__Задания__.
[a] Объясните по исходному тексту, почему один из членов палаты депутатов советовал не тратить времени попусту. Уложитесь в одно–три предложения.
[b] Оформите в виде нумерованного списка строки записей, начиная со строки, где есть «the railway track», и до конца записей включительно, пропустив пустые строки.

__Исходный текст__.
· · · · ·

Один из членов палаты депутатов советовал не тратить времени попусту. «Мы хочем знать причину пожара, не погасив его» (говорил он). «Это все равно, как если бы кто упал в колодец и кричал о спасении, а его бы сперва спрашивали, как он туда попал». Но сеймовые паны всё-таки допросили казаков о причинах их бунта.
Ответы казацких послов заключались в известной уже нам инструкции.
Не было лучшего времени и места для ревнителей малорусской народной веры и чести, чтобы не только выразить накипевшие у них на сердце оскорбления религиозной совести и национального достоинства, но и оправдать ужасы бунта. Здесь присутствовали князья Четвертинские, из которых один в последствии облекся в сан киевского митрополита. Здесь заседали Кисели и Древинские, ораторствовавшие на сеймах в пользу древней греческой веры. Здесь много было земских послов православного исповедания, непричастных не только римской политике, но и передаче интересов православия в руки могилинской, полупольской иерархии. Если бы казакам были нужны посредники католико-православного спора, поднявшегося с обнародования церковной унии, то вместе с панами католиками и панами православными заседали здесь и вожди польско-русских протестантов, с которыми наши православники были тесно соединены со времен Князя Василия.

· · · · ·

Фрагменты данных точечной разметки:
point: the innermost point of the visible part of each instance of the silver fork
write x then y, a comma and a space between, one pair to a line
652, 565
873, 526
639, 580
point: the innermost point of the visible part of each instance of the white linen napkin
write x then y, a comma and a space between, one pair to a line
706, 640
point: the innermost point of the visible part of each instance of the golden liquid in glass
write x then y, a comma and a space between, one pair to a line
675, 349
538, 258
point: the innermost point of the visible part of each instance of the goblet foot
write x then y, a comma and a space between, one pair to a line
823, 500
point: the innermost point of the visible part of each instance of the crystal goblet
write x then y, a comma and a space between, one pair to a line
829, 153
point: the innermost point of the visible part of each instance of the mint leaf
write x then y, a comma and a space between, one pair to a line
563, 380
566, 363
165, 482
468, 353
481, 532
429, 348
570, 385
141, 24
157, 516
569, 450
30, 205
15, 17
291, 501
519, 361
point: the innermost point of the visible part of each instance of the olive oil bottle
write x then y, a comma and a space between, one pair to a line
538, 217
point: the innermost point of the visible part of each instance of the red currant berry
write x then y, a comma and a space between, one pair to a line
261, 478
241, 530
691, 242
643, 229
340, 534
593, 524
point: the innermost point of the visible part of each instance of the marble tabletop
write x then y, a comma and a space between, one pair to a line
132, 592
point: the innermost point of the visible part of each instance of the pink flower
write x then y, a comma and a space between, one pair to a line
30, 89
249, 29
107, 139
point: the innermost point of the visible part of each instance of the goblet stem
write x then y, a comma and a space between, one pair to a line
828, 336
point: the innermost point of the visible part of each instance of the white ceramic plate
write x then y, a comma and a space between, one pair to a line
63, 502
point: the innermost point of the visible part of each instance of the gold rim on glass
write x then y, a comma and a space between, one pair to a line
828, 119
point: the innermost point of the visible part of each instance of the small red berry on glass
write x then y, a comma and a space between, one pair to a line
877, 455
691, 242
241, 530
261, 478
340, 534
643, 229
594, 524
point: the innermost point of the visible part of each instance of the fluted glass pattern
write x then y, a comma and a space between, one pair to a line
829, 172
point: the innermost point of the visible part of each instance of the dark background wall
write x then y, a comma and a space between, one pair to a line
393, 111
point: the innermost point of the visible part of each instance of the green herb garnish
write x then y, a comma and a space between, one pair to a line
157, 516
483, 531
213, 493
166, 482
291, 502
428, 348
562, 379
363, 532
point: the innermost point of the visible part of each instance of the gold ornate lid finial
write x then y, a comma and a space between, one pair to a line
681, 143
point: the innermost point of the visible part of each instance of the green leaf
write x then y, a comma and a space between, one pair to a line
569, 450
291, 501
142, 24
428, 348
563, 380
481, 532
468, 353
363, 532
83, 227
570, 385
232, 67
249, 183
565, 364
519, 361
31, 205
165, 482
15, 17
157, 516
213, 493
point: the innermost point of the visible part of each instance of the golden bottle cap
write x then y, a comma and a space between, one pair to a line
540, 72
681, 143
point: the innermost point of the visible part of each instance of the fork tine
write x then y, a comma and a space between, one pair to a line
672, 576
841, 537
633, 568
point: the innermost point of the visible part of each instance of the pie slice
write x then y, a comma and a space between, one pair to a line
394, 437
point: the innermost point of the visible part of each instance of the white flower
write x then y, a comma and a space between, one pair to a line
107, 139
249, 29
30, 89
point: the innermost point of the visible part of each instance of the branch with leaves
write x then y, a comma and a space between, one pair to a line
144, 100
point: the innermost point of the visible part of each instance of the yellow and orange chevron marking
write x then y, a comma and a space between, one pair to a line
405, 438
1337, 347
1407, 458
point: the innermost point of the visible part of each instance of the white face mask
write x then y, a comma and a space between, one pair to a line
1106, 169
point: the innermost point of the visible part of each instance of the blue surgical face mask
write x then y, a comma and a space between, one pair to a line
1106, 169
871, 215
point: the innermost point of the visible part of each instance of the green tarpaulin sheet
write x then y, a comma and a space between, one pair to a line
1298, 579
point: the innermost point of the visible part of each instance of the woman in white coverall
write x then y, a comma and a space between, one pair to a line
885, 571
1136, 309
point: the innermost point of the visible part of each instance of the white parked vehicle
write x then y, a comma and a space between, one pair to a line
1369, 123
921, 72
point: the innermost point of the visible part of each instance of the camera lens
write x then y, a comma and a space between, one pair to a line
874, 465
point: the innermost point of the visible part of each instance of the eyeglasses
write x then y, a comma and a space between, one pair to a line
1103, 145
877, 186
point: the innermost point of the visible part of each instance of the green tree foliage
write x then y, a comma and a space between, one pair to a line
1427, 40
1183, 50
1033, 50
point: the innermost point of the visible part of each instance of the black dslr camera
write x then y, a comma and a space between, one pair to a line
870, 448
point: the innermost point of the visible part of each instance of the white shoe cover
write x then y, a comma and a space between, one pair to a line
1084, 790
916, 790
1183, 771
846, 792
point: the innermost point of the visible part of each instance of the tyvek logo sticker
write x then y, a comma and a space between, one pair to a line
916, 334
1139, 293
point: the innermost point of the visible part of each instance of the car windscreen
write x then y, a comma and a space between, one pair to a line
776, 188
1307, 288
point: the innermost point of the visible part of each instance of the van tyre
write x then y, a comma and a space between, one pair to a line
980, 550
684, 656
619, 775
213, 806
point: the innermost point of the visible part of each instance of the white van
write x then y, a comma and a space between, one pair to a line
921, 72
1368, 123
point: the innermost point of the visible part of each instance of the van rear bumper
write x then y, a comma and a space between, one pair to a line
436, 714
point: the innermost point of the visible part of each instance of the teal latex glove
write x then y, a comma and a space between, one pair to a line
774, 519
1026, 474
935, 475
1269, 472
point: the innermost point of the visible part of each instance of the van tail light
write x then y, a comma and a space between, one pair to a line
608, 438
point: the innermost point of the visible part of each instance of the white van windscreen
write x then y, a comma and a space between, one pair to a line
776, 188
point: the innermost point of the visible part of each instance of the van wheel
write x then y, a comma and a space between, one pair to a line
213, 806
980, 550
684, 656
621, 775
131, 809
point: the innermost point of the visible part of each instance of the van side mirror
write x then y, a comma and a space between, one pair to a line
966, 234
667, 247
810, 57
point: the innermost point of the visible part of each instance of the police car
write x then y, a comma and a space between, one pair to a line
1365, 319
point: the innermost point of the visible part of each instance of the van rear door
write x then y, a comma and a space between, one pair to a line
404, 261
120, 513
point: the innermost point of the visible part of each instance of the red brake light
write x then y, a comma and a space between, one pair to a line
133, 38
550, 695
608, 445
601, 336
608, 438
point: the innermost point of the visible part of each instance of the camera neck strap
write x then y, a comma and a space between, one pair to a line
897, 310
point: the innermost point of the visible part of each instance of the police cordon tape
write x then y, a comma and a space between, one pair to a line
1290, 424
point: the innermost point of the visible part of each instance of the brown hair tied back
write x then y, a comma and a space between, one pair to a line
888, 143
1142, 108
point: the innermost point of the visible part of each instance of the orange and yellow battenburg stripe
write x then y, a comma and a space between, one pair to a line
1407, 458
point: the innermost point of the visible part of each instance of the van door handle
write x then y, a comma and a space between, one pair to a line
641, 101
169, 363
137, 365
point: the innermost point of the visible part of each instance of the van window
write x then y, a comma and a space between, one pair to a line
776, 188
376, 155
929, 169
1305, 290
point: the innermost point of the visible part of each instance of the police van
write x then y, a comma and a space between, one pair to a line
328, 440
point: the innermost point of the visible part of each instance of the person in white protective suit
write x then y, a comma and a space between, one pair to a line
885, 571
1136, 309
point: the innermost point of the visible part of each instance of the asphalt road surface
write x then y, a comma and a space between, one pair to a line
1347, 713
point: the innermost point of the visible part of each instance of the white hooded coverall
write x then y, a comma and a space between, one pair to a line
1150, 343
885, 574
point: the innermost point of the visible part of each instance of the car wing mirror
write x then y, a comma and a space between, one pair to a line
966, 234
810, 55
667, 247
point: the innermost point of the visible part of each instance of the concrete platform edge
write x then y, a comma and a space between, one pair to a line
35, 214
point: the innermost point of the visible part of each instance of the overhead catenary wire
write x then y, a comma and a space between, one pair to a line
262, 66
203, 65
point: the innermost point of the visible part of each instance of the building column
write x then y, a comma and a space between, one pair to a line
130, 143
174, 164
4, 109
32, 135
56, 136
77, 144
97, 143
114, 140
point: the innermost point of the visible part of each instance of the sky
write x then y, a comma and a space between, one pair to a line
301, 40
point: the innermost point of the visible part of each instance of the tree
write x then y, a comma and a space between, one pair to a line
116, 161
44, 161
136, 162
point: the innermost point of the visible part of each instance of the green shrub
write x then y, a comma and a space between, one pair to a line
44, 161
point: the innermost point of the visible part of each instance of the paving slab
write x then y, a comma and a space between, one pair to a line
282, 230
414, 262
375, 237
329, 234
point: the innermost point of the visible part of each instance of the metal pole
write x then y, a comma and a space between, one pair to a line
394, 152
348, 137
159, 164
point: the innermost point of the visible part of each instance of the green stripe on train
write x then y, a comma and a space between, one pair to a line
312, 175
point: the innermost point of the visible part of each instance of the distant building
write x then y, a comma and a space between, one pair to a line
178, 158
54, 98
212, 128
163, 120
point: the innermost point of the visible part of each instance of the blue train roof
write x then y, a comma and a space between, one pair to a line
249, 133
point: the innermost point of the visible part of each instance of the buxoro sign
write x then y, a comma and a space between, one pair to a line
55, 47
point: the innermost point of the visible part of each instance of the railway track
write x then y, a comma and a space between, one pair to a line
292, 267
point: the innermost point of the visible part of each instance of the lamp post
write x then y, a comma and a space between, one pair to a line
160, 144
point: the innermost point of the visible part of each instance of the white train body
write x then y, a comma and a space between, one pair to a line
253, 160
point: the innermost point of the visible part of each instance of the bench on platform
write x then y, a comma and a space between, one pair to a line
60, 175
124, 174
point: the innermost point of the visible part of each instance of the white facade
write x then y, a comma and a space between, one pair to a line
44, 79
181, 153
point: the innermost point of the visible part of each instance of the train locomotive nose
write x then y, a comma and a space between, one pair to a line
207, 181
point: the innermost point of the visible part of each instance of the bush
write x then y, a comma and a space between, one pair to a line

· · · · ·

__Ответы по заданиям__.
[a] Он считал, что нельзя выяснять причину пожара, пока пожар не погашен. По его словам, это всё равно что человека, упавшего в колодец и зовущего на помощь, сперва расспрашивать, как он туда попал.

[b]
1. point: the innermost point of the visible part of each instance of the railway track
2. write x then y, a comma and a space between, one pair to a line
3. 292, 267
4. point: the innermost point of the visible part of each instance of the lamp post
5. write x then y, a comma and a space between, one pair to a line
6. 160, 144
7. point: the innermost point of the visible part of each instance of the white train body
8. write x then y, a comma and a space between, one pair to a line
9. 253, 160
10. point: the innermost point of the visible part of each instance of the bench on platform
11. write x then y, a comma and a space between, one pair to a line
12. 60, 175
13. 124, 174
14. point: the innermost point of the visible part of each instance of the white facade
15. write x then y, a comma and a space between, one pair to a line
16. 44, 79
17. 181, 153
18. point: the innermost point of the visible part of each instance of the train locomotive nose
19. write x then y, a comma and a space between, one pair to a line
20. 207, 181
21. point: the innermost point of the visible part of each instance of the bush
22. write x then y, a comma and a space between, one pair to a line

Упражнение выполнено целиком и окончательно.